TASK INPUTS ->

<<<<

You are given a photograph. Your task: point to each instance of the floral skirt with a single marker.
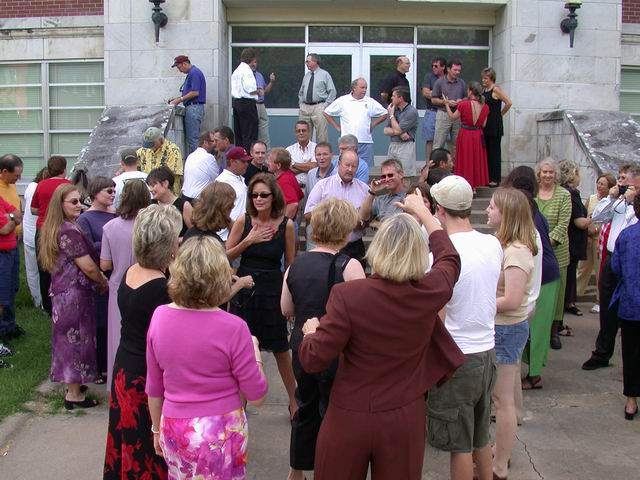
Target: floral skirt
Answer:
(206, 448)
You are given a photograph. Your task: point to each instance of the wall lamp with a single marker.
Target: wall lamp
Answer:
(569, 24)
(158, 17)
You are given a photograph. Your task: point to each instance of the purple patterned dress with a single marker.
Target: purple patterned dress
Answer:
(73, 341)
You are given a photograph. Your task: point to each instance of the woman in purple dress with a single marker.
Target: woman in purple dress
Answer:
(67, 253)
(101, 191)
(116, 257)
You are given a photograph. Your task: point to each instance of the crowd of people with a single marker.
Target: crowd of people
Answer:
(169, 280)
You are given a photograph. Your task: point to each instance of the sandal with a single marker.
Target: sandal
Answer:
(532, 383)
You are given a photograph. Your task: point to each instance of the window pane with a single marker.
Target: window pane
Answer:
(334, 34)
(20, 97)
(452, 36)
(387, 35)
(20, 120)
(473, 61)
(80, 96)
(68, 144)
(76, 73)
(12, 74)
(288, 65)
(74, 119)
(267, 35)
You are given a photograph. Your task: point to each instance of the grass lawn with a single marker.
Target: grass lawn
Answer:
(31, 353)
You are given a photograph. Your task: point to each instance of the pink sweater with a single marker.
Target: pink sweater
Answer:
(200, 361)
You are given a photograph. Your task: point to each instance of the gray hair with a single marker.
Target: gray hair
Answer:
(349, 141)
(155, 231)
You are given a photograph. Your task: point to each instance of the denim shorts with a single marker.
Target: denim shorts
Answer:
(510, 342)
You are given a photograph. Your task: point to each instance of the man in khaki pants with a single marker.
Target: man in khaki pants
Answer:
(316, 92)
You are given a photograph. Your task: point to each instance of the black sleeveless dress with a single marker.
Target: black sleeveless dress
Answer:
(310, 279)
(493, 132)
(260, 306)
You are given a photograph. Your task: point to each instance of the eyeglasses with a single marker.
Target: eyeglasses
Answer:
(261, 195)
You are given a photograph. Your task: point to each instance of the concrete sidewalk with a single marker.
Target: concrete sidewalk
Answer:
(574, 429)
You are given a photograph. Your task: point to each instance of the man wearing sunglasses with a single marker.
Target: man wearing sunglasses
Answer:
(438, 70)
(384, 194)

>>>>
<<<<

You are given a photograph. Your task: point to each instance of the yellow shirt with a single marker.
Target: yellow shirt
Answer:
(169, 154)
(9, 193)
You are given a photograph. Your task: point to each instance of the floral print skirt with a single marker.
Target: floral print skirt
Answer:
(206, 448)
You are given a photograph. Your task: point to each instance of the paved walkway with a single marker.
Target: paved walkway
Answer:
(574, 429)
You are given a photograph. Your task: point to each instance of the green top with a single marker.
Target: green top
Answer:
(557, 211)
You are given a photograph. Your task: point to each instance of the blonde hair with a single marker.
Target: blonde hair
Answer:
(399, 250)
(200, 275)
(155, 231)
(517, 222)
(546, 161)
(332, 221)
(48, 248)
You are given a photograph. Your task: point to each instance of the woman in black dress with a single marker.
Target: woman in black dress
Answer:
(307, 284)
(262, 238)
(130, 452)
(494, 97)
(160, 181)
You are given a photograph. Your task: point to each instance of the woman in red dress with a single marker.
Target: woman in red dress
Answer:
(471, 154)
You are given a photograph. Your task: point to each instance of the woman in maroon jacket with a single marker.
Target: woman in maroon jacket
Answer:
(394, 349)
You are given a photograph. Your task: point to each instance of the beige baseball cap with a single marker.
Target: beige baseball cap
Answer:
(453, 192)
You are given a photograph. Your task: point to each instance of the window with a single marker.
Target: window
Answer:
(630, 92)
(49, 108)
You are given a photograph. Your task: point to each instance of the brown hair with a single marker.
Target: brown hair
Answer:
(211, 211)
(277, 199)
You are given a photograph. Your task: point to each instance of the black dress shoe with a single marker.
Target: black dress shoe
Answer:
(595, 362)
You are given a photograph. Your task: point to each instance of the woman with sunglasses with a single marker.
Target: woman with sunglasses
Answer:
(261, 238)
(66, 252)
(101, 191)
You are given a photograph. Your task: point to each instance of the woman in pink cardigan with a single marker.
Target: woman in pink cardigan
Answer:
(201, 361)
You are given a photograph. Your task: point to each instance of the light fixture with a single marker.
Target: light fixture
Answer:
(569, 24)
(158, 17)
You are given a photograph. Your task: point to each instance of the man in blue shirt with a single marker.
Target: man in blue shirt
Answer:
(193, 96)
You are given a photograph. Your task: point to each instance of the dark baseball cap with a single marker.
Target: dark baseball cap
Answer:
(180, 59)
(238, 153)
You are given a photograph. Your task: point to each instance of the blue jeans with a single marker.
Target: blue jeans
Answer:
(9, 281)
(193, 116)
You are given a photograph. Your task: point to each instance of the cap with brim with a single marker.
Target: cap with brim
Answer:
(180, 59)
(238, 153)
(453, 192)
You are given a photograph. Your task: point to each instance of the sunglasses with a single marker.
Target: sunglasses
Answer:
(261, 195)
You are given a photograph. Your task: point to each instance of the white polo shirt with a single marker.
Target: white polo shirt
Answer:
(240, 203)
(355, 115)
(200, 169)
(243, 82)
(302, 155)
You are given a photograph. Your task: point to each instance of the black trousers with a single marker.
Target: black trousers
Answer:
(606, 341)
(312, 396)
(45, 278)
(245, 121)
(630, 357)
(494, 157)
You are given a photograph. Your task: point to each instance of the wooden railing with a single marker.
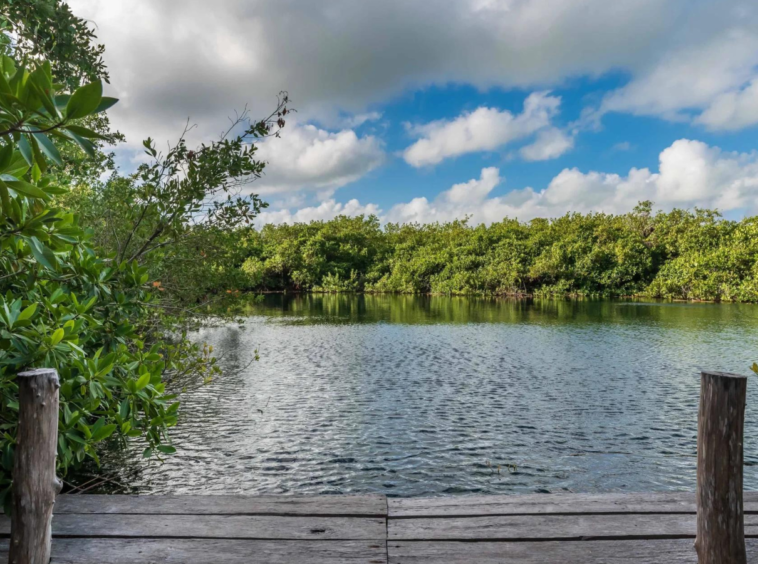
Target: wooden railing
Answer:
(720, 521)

>>>>

TASK BRIEF -> Only one stretch of the data above is needed. Restate it word for word, from the line containing "patterned dress with a single marker." through the line containing "Target: sandal", both ends included.

RESPONSE FOR THIS EXERCISE ->
You are given a photograph. Your task: point to each instance of the purple patterned dress with a single marker.
Target: purple patterned dress
Answer:
(73, 341)
You are given a photograph. Your task: point to each instance of the woman in purple dress with a single marker.
Target: woman in purple dress
Answer:
(67, 253)
(101, 191)
(116, 257)
You are given a photograph. Your task: point to each instance of the crowd of people with a single marker.
Target: crowd of people
Answer:
(169, 280)
You are given a photograph. Your task: point to each instance of the sandal with a single marker.
Target: sandal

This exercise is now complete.